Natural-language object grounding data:
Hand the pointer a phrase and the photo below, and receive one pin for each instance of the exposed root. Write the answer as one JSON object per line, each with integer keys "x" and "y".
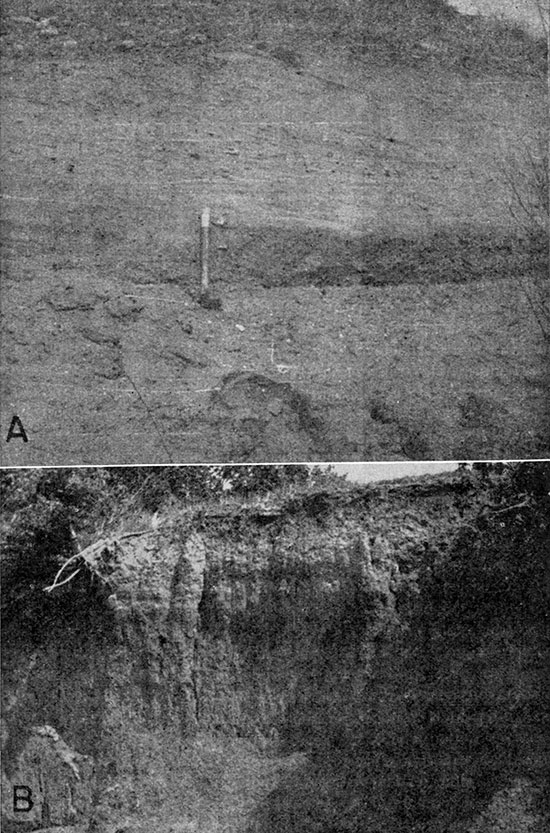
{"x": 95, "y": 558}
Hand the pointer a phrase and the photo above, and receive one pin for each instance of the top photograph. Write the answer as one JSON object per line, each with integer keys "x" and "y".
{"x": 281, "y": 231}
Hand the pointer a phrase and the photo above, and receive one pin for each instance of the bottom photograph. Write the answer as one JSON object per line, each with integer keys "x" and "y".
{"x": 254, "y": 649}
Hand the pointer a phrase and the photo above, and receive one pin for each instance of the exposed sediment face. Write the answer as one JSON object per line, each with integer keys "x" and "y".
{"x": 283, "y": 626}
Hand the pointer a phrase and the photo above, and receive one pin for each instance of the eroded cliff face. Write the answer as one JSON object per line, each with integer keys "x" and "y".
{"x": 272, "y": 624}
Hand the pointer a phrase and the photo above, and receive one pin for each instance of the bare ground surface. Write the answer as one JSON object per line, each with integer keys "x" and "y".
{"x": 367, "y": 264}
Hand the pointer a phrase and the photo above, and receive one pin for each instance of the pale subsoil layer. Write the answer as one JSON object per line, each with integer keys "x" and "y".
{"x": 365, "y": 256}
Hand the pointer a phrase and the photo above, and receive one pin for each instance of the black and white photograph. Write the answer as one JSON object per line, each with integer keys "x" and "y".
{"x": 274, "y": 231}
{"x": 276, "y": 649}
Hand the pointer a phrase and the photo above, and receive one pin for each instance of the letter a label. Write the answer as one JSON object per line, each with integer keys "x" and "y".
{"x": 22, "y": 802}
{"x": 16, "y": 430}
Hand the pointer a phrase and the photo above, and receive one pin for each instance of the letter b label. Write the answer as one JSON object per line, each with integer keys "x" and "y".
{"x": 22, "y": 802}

* What is required *
Please reproduce the entries from above exactly; images are not part of the copy.

* Answer to this exercise *
Hand the pointer a phrase and the photo below, and receive one pin for each instance of the exposed root. Write the answer as one JSON object per line, each with integer keys "x" and "y".
{"x": 95, "y": 558}
Hand the pointer a phrase and the photo above, and receive one pin for each instance of the top photograph. Write the answer as one JSON object per line, each with integer keys "x" and "y".
{"x": 281, "y": 231}
Hand the pointer a phrase and the photo above, and receive one pin for each instance of the bottom photograph. Write the answer as one JSON object per line, each with integer keys "x" and "y".
{"x": 254, "y": 649}
Hand the pointer a phrase and the photo above, and receive one pin for each instance of the exposed sediment face. Write the answer as one JSON object per line, each with integer keys "x" and "y".
{"x": 283, "y": 626}
Hand the pointer a phrase and the photo above, and receive one pin for each instance of the eroded cliff face. Write the answer as one JSON object per line, each with integer keys "x" and "y".
{"x": 272, "y": 624}
Hand the pointer a phrase and the photo above, and receive one pin for each instance of the bare ground surface. Write the answer as one JSON object per line, each with integer keys "x" and "y".
{"x": 367, "y": 264}
Hand the pointer a phrase and the photo above, and receive one pin for each instance of the pale subsoil layer. Write the answer as one JSON object per line, each with integer keys "x" and "y".
{"x": 365, "y": 256}
Hand the pointer a phrase and the photo above, and receive one pin for each instance of the black and white photograph. Write the answer as one JSON object per line, each with integer keys "x" and "y".
{"x": 274, "y": 231}
{"x": 276, "y": 649}
Hand the pointer a phrase and the photo above, and receive one pin for each instance of the letter a label. Write the answer as one JSON object per line, each with integer keys "x" and "y".
{"x": 22, "y": 802}
{"x": 16, "y": 430}
Hand the pointer a phrase and the photo above, and receive one pin for each instance of the letter b label. Write the answer as one JSON object per line, each with integer keys "x" and "y".
{"x": 22, "y": 802}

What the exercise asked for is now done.